Convert the lines below into a JSON list of strings, one string per line, and omit any blank lines.

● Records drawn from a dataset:
--- Start ---

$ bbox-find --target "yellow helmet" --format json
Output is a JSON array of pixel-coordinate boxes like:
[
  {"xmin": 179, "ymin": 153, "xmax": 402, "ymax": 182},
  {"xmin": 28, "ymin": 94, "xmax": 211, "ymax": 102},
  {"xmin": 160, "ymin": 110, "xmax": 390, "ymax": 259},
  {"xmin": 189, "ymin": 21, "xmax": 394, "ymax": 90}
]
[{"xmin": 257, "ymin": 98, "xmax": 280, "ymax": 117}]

--- End ---

● Solution for this exercise:
[
  "$ bbox-find --target \"yellow helmet\" --format json",
  "Output is a JSON array of pixel-coordinate boxes like:",
  "[",
  "  {\"xmin\": 179, \"ymin\": 153, \"xmax\": 402, \"ymax\": 182},",
  "  {\"xmin\": 28, \"ymin\": 94, \"xmax\": 211, \"ymax\": 102},",
  "  {\"xmin\": 160, \"ymin\": 110, \"xmax\": 390, \"ymax\": 259},",
  "  {\"xmin\": 189, \"ymin\": 21, \"xmax\": 394, \"ymax\": 90}",
  "]",
  "[{\"xmin\": 257, \"ymin\": 98, \"xmax\": 280, \"ymax\": 117}]"
]